**What is expected**
Only the pictures stay out; every record is to be quoted exactly.

**A run of records**
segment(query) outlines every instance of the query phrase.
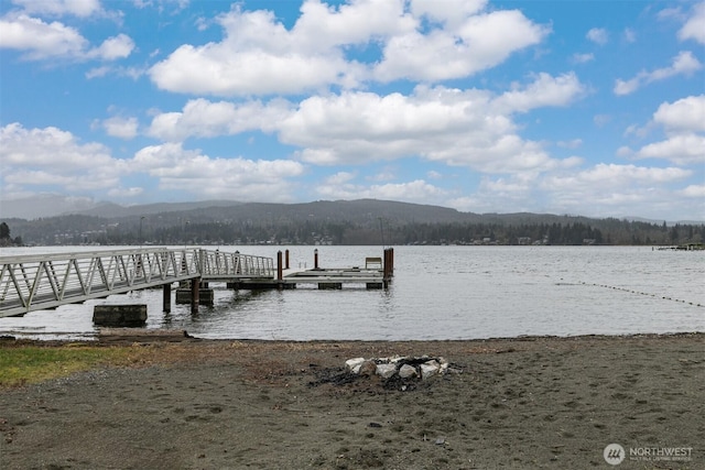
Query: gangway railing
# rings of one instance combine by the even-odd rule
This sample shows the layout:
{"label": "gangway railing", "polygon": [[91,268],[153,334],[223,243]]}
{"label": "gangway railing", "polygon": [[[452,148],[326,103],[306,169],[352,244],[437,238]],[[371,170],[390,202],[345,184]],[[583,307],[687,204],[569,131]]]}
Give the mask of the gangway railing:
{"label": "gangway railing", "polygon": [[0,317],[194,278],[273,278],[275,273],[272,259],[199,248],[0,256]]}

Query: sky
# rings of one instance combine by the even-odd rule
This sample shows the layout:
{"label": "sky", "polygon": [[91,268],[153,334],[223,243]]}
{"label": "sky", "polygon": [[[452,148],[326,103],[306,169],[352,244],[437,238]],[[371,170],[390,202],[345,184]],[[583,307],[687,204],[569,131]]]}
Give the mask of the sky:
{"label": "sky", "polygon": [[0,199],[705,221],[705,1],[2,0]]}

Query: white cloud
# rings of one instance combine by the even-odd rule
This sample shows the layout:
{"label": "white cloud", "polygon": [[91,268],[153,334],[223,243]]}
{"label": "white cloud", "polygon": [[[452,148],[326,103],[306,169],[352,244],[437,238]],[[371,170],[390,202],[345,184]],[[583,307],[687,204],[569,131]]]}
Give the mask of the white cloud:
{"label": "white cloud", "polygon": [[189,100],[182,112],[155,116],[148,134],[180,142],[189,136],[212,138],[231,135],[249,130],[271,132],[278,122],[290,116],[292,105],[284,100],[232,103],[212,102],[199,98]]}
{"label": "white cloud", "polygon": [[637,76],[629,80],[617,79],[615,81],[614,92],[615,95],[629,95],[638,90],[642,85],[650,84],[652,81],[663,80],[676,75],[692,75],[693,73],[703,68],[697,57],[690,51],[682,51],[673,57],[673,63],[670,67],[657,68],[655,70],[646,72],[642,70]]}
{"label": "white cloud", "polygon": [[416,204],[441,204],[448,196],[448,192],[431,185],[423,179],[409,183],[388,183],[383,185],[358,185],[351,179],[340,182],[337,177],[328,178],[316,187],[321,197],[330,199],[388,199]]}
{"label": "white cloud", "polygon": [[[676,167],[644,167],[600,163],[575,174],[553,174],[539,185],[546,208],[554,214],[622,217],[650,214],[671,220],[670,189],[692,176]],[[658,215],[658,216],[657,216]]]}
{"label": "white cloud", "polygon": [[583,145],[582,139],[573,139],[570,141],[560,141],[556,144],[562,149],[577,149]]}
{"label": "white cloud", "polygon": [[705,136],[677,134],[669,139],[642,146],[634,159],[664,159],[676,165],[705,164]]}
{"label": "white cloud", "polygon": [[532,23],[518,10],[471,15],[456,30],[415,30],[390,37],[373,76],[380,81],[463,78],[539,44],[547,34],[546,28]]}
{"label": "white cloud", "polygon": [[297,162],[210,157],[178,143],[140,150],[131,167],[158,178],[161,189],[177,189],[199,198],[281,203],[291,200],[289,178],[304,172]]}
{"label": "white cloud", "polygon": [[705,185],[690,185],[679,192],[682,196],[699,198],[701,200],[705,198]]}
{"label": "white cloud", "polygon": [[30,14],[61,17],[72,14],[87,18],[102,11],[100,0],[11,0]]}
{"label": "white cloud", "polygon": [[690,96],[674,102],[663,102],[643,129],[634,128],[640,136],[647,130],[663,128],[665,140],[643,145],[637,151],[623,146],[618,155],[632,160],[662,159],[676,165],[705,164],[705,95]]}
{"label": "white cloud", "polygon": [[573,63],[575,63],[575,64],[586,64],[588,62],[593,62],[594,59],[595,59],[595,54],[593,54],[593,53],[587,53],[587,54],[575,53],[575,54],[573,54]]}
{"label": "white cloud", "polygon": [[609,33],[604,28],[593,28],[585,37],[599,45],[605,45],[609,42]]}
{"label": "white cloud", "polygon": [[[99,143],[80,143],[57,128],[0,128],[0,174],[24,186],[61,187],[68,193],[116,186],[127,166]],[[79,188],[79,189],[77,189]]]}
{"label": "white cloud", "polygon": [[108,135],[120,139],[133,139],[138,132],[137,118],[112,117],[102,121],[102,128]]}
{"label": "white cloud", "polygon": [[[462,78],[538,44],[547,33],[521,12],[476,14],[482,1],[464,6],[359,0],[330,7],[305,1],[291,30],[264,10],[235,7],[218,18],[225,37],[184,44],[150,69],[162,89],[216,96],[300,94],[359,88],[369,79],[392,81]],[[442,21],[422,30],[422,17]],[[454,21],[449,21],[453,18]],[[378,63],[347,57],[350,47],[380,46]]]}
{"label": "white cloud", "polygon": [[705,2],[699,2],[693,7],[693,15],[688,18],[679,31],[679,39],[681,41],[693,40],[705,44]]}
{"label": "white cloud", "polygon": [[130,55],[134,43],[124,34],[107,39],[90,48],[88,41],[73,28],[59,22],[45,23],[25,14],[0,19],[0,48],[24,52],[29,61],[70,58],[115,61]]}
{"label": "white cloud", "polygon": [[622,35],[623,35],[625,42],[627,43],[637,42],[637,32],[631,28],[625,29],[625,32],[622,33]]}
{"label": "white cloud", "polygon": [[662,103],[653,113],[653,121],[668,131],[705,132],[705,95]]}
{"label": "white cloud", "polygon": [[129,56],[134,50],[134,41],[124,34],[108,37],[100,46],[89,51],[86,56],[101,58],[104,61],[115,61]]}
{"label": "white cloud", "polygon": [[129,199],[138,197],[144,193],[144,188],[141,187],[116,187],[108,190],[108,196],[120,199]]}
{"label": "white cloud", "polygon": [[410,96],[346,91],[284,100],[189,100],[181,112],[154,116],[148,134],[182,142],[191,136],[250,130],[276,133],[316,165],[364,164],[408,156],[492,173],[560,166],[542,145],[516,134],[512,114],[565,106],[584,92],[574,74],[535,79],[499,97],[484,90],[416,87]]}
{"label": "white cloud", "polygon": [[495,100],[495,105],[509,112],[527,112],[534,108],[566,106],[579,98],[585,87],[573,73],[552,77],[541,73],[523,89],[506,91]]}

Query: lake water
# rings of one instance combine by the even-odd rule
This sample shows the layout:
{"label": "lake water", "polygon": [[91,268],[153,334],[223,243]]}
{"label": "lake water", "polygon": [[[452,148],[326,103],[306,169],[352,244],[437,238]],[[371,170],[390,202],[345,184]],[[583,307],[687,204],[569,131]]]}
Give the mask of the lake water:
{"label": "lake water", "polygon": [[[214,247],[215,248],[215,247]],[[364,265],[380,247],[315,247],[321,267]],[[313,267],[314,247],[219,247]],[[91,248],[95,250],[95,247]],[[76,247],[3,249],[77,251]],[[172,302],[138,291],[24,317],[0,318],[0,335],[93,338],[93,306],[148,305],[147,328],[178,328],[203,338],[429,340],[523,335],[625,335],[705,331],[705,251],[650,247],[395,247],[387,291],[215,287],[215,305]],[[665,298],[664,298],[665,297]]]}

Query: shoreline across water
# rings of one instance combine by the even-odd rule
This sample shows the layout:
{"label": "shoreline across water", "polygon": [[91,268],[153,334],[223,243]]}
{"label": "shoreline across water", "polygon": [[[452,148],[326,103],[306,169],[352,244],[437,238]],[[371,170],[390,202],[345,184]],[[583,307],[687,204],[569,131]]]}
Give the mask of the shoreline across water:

**Task solution**
segment(query) outlines every instance of the query phrase.
Query: gangway railing
# rings of one instance combine by the even-odd rule
This sample shows the layout:
{"label": "gangway railing", "polygon": [[91,268],[153,334],[223,243]]}
{"label": "gangway railing", "polygon": [[[452,148],[326,103],[306,169],[352,244],[437,238]],[[371,170],[390,202],[345,184]],[[583,307],[687,204],[569,131]]]}
Give the mask of the gangway railing:
{"label": "gangway railing", "polygon": [[0,317],[194,278],[273,278],[275,273],[272,259],[199,248],[0,256]]}

Query: sky
# rings of one instance combine by the even-odd rule
This sample shows the layout:
{"label": "sky", "polygon": [[91,268],[153,334],[223,243]]}
{"label": "sky", "polygon": [[[452,148],[326,103],[306,169],[352,244],[437,238]],[[371,170],[390,202],[345,184]],[[583,307],[687,204],[569,131]]]}
Give the mask of the sky:
{"label": "sky", "polygon": [[0,199],[705,221],[705,1],[2,0]]}

Query: white cloud
# rings of one instance combine by the even-odd rule
This sample shows the layout:
{"label": "white cloud", "polygon": [[91,268],[153,334],[223,243]]}
{"label": "white cloud", "polygon": [[[452,148],[326,103],[306,169],[352,244],[437,238]],[[371,170],[390,202],[345,184]],[[583,307],[687,204],[569,131]]]}
Give the mask of the white cloud:
{"label": "white cloud", "polygon": [[189,100],[182,112],[155,116],[148,134],[180,142],[189,136],[212,138],[231,135],[249,130],[271,132],[278,122],[290,116],[292,105],[284,100],[232,103],[212,102],[199,98]]}
{"label": "white cloud", "polygon": [[637,76],[629,80],[617,79],[615,81],[614,92],[615,95],[629,95],[638,90],[642,85],[650,84],[652,81],[663,80],[676,75],[692,75],[693,73],[703,68],[697,57],[690,51],[682,51],[673,57],[673,63],[670,67],[657,68],[655,70],[646,72],[642,70]]}
{"label": "white cloud", "polygon": [[416,204],[441,204],[448,196],[448,192],[431,185],[423,179],[409,183],[388,183],[383,185],[358,185],[351,179],[340,182],[337,177],[328,178],[316,187],[321,197],[330,199],[388,199]]}
{"label": "white cloud", "polygon": [[[676,167],[644,167],[600,163],[575,174],[553,174],[539,185],[546,208],[554,214],[622,217],[650,214],[671,220],[670,189],[692,176]],[[658,215],[658,216],[657,216]]]}
{"label": "white cloud", "polygon": [[583,145],[582,139],[573,139],[570,141],[560,141],[556,144],[562,149],[577,149]]}
{"label": "white cloud", "polygon": [[705,136],[677,134],[669,139],[642,146],[634,159],[664,159],[676,165],[705,164]]}
{"label": "white cloud", "polygon": [[532,23],[518,10],[471,15],[456,30],[415,30],[390,37],[373,76],[380,81],[463,78],[539,44],[547,34],[546,28]]}
{"label": "white cloud", "polygon": [[297,162],[210,157],[178,143],[140,150],[131,167],[158,178],[161,189],[177,189],[199,198],[281,203],[291,200],[289,178],[304,172]]}
{"label": "white cloud", "polygon": [[705,185],[690,185],[679,192],[682,196],[699,198],[701,200],[705,198]]}
{"label": "white cloud", "polygon": [[30,14],[61,17],[72,14],[87,18],[102,11],[100,0],[11,0]]}
{"label": "white cloud", "polygon": [[690,96],[674,102],[663,102],[643,129],[634,128],[640,136],[647,130],[663,128],[665,140],[643,145],[637,151],[623,146],[618,155],[632,160],[662,159],[676,165],[705,164],[705,95]]}
{"label": "white cloud", "polygon": [[573,63],[575,63],[575,64],[586,64],[588,62],[593,62],[594,59],[595,59],[595,54],[593,54],[593,53],[587,53],[587,54],[575,53],[575,54],[573,54]]}
{"label": "white cloud", "polygon": [[609,33],[604,28],[593,28],[585,37],[599,45],[605,45],[609,42]]}
{"label": "white cloud", "polygon": [[[99,143],[80,143],[57,128],[0,128],[0,174],[24,186],[61,187],[68,193],[116,186],[127,166]],[[79,188],[79,189],[77,189]]]}
{"label": "white cloud", "polygon": [[108,135],[120,139],[133,139],[138,132],[137,118],[112,117],[102,121],[102,128]]}
{"label": "white cloud", "polygon": [[[462,78],[538,44],[547,33],[521,12],[476,14],[482,1],[464,6],[359,0],[330,7],[305,1],[291,30],[264,10],[235,7],[218,18],[225,37],[184,44],[150,69],[162,89],[216,96],[300,94],[359,88],[369,79],[392,81]],[[442,21],[422,30],[422,17]],[[454,21],[449,21],[453,18]],[[378,63],[347,57],[350,47],[380,46]]]}
{"label": "white cloud", "polygon": [[705,2],[699,2],[693,7],[693,15],[688,18],[679,31],[679,39],[681,41],[693,40],[705,44]]}
{"label": "white cloud", "polygon": [[130,55],[134,43],[124,34],[107,39],[90,48],[88,41],[73,28],[59,22],[45,23],[25,14],[0,19],[0,48],[24,52],[29,61],[70,58],[115,61]]}
{"label": "white cloud", "polygon": [[622,35],[623,35],[625,42],[627,43],[637,42],[637,32],[631,28],[625,29],[625,32],[622,33]]}
{"label": "white cloud", "polygon": [[662,103],[653,113],[653,121],[668,131],[705,132],[705,95]]}
{"label": "white cloud", "polygon": [[129,56],[134,50],[134,41],[124,34],[108,37],[100,46],[89,51],[86,56],[101,58],[104,61],[115,61]]}
{"label": "white cloud", "polygon": [[129,199],[138,197],[144,193],[144,188],[141,187],[116,187],[108,190],[108,196],[120,199]]}
{"label": "white cloud", "polygon": [[410,96],[346,91],[284,100],[189,100],[181,112],[154,116],[148,134],[182,142],[191,136],[250,130],[276,133],[316,165],[364,164],[408,156],[492,173],[560,166],[542,145],[516,134],[512,114],[565,106],[584,92],[574,74],[535,79],[499,97],[484,90],[416,87]]}
{"label": "white cloud", "polygon": [[495,100],[495,105],[509,112],[527,112],[534,108],[566,106],[579,98],[585,87],[573,73],[552,77],[541,73],[523,89],[506,91]]}

Query: lake water
# rings of one instance combine by the even-odd rule
This sample shows the layout:
{"label": "lake water", "polygon": [[91,268],[153,334],[223,243]]}
{"label": "lake water", "polygon": [[[452,148],[326,103],[306,169],[352,244],[437,238]],[[371,170],[390,202],[345,184]],[[583,307],[687,204],[569,131]]]}
Give the mask of the lake water:
{"label": "lake water", "polygon": [[[214,247],[215,248],[215,247]],[[364,265],[380,247],[315,247],[321,267]],[[313,267],[314,247],[219,247]],[[91,248],[95,250],[95,247]],[[76,247],[3,249],[77,251]],[[172,302],[138,291],[24,317],[0,318],[0,335],[93,338],[93,306],[148,305],[147,328],[178,328],[203,338],[429,340],[523,335],[625,335],[705,331],[705,251],[650,247],[395,247],[387,291],[215,287],[215,305]],[[665,298],[664,298],[665,297]]]}

Query: shoreline across water
# rings of one instance combine by the even-odd rule
This sample shows the layout:
{"label": "shoreline across water", "polygon": [[91,268],[153,334],[223,243]]}
{"label": "shoreline across water", "polygon": [[[452,148],[326,103],[306,169],[352,244],[437,238]],[[371,170],[390,202],[345,184]],[[583,307],[687,204],[569,131]]]}
Give the mask of the shoreline across water:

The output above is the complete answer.